##### RECORDS SHOWN
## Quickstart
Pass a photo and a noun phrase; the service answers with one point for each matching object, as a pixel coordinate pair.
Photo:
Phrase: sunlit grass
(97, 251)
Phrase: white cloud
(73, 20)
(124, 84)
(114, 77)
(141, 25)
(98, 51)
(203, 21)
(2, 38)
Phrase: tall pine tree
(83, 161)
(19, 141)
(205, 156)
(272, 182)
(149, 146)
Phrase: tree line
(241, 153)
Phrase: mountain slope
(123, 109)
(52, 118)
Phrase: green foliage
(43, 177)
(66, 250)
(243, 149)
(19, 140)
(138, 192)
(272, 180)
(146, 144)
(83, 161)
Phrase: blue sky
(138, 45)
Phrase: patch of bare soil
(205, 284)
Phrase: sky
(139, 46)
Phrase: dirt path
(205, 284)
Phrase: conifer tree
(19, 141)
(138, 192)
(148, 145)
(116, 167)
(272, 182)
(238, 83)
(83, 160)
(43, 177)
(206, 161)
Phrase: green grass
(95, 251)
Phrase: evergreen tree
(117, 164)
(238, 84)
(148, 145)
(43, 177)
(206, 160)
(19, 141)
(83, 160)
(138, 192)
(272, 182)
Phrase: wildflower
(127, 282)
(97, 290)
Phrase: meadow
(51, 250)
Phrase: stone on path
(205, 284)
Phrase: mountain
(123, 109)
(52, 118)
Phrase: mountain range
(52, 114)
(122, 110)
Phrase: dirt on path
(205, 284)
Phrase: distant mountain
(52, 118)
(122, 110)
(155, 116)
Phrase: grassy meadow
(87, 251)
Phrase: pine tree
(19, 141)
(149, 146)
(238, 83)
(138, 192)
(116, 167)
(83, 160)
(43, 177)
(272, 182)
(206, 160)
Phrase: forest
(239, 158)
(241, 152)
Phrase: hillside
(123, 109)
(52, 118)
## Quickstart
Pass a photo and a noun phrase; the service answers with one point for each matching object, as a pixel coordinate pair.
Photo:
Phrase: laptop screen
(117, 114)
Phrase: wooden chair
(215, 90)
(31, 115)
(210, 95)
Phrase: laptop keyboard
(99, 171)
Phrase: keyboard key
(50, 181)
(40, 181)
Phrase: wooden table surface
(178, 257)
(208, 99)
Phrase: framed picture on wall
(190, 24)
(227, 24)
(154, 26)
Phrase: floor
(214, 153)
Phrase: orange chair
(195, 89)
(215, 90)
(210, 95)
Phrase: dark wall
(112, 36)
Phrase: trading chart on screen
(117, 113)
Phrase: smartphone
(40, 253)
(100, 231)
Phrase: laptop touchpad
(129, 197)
##########
— TASK BRIEF —
All records above must be set down exactly, please.

— ANSWER —
## Quickstart
Pass a photo and a noun phrase; the service answers with one point for each matching object, as a pixel coordinate pair.
Photo:
Phrase: sunlit grass
(97, 251)
Phrase: white cloud
(73, 20)
(124, 84)
(114, 77)
(141, 25)
(98, 51)
(203, 21)
(2, 38)
Phrase: tall pine tree
(83, 161)
(19, 141)
(205, 156)
(272, 182)
(149, 146)
Phrase: tree line
(241, 153)
Phrase: mountain slope
(123, 109)
(52, 118)
Phrase: green foliage
(43, 177)
(66, 250)
(243, 149)
(19, 140)
(138, 192)
(272, 180)
(146, 144)
(83, 161)
Phrase: blue sky
(138, 45)
Phrase: patch of bare soil
(205, 284)
Phrase: sky
(139, 46)
Phrase: dirt path
(205, 284)
Phrase: conifer tree
(19, 141)
(138, 192)
(148, 145)
(116, 167)
(272, 182)
(238, 83)
(83, 160)
(43, 177)
(206, 161)
Phrase: green grass
(95, 251)
Phrase: evergreen tree
(117, 164)
(238, 84)
(148, 145)
(43, 177)
(206, 160)
(19, 141)
(83, 160)
(138, 192)
(272, 182)
Phrase: wildflower
(127, 282)
(97, 290)
Phrase: meadow
(51, 250)
Phrase: stone on path
(205, 284)
Phrase: mountain
(123, 109)
(52, 118)
Phrase: mountain range
(52, 114)
(122, 110)
Phrase: dirt on path
(205, 284)
Phrase: distant mountain
(52, 118)
(122, 110)
(155, 116)
Phrase: grassy meadow
(87, 251)
Phrase: pine tree
(19, 141)
(149, 146)
(238, 83)
(138, 192)
(116, 167)
(83, 160)
(43, 177)
(272, 182)
(206, 160)
Phrase: forest
(239, 158)
(241, 152)
Phrase: hillside
(123, 109)
(52, 118)
## Quickstart
Pass a photo and a noun phrase; the service answers with one point for each matching object, as a pixel coordinate pair.
Photo:
Phrase: laptop screen
(117, 114)
Phrase: wooden chair
(215, 90)
(31, 115)
(210, 95)
Phrase: laptop keyboard
(99, 171)
Phrase: keyboard key
(50, 181)
(40, 181)
Phrase: wooden table surface
(178, 257)
(208, 99)
Phrase: framed picture on wall
(190, 24)
(227, 24)
(154, 26)
Phrase: floor
(214, 153)
Phrase: orange chair
(195, 89)
(215, 90)
(210, 95)
Phrase: dark wall
(112, 36)
Phrase: trading chart on screen
(117, 113)
Phrase: smartphone
(40, 253)
(100, 231)
Phrase: laptop touchpad
(129, 197)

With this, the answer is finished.